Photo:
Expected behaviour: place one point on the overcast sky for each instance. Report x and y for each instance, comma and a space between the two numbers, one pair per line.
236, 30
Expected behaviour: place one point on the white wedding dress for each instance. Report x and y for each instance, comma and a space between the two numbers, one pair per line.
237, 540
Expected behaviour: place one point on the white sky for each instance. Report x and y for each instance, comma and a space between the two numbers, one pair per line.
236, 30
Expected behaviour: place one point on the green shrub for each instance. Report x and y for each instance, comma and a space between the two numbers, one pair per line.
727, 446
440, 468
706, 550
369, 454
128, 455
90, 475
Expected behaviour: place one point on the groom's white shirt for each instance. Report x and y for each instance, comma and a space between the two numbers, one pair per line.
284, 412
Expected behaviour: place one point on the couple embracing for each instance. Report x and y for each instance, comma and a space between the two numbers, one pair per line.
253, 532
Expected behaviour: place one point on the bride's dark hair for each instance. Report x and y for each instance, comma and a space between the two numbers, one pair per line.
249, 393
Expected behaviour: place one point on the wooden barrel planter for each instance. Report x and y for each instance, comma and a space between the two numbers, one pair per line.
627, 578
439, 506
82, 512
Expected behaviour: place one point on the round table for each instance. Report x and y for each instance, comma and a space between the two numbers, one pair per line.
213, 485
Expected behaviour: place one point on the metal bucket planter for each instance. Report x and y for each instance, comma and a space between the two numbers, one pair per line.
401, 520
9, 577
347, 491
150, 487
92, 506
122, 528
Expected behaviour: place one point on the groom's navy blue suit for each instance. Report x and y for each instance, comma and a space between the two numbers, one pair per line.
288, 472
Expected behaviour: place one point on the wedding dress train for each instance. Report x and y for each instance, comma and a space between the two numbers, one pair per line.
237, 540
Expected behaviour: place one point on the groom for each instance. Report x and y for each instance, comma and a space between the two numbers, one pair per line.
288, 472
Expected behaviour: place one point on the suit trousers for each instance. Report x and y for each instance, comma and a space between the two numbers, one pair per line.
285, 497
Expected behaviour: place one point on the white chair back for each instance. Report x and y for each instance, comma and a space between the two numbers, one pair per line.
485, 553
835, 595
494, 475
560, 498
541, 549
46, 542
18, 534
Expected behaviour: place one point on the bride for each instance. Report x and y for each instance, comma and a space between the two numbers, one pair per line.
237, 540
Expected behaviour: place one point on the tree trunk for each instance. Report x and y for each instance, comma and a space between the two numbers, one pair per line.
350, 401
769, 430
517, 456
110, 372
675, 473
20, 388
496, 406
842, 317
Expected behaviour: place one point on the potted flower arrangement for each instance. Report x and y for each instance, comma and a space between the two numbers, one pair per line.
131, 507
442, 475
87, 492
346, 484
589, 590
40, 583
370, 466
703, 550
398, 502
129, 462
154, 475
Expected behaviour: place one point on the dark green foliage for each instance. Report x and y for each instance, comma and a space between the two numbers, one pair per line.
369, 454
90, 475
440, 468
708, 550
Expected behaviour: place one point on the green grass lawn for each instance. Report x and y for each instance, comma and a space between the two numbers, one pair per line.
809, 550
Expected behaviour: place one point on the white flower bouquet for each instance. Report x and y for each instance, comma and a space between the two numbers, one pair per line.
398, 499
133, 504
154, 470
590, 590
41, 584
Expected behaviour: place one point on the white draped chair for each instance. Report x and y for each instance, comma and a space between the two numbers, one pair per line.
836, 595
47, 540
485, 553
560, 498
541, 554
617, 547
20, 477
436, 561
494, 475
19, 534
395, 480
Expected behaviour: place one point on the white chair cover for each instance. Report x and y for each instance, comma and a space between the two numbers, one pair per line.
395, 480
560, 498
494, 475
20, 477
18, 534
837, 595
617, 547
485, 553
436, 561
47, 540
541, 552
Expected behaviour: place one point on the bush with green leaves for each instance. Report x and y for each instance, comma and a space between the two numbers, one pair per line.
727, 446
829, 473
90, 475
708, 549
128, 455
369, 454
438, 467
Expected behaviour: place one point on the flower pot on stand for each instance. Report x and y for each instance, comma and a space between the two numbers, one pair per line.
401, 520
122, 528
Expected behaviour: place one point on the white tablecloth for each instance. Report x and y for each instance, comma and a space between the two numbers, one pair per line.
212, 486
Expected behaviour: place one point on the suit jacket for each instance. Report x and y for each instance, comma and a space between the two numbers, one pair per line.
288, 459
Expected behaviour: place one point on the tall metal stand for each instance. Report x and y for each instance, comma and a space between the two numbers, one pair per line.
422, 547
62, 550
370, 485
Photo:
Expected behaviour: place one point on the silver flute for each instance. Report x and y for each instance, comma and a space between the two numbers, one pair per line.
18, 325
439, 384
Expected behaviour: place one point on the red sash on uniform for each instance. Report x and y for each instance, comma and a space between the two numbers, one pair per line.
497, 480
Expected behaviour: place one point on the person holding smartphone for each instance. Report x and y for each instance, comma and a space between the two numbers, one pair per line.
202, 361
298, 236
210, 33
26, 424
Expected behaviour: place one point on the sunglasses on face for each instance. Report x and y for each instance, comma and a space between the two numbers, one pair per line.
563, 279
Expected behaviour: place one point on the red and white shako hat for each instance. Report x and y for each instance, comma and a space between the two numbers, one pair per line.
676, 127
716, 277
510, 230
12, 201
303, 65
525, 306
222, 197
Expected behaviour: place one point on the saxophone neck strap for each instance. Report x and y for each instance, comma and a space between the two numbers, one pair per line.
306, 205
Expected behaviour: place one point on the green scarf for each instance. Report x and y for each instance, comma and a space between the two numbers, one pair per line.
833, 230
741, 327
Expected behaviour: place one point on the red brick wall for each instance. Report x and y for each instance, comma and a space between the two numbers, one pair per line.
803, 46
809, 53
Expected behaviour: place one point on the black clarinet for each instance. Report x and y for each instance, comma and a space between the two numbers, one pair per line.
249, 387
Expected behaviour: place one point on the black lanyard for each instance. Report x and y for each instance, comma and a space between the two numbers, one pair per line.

* * *

• **Problem description**:
Reproduce nothing but the lines from the line containing "Expected behaviour: place one point on the person" to the last line of the data, each exactly as written.

• **Reply**:
Expected behaviour: place one point on the person holding smartphone for each instance. Report x and y for each instance, comma and a space between the two numbers, one pair per line.
202, 361
298, 236
210, 33
26, 424
Expected behaviour: place one point on the sunglasses on face for each instance. Report x and y for each instance, comma and a space between the two numbers, one pair per line.
563, 279
Expected behaviour: place one point on the red and white shako hat for each instance. Report x and y for each instance, comma and a space between the two numbers, one pair per line.
676, 127
716, 277
510, 230
12, 201
303, 65
525, 306
222, 197
Expected behaviour: place one point on the saxophone neck strap for each instance. Report x and y for each instance, comma and a space between the two numbers, one pair per line.
306, 205
Expected behaviour: place one point on the green scarf for each instance. Report x and y for each instance, comma and a space between the two numbers, one pair per line.
833, 230
741, 327
Expected behaviour: place one point on the red brick wall for each instance. Report x and y for each instance, comma and a space between the two numbers, one pair per line.
803, 46
809, 53
Expected behaviour: place one point on the black clarinet for each instance. Report x and y for each instance, comma and a space between the two numbers, one pair per line.
249, 387
Expected behaviour: place one point on the black lanyard for each instance. Report x and y for each instance, comma and a space between the two numbers, one pair per line.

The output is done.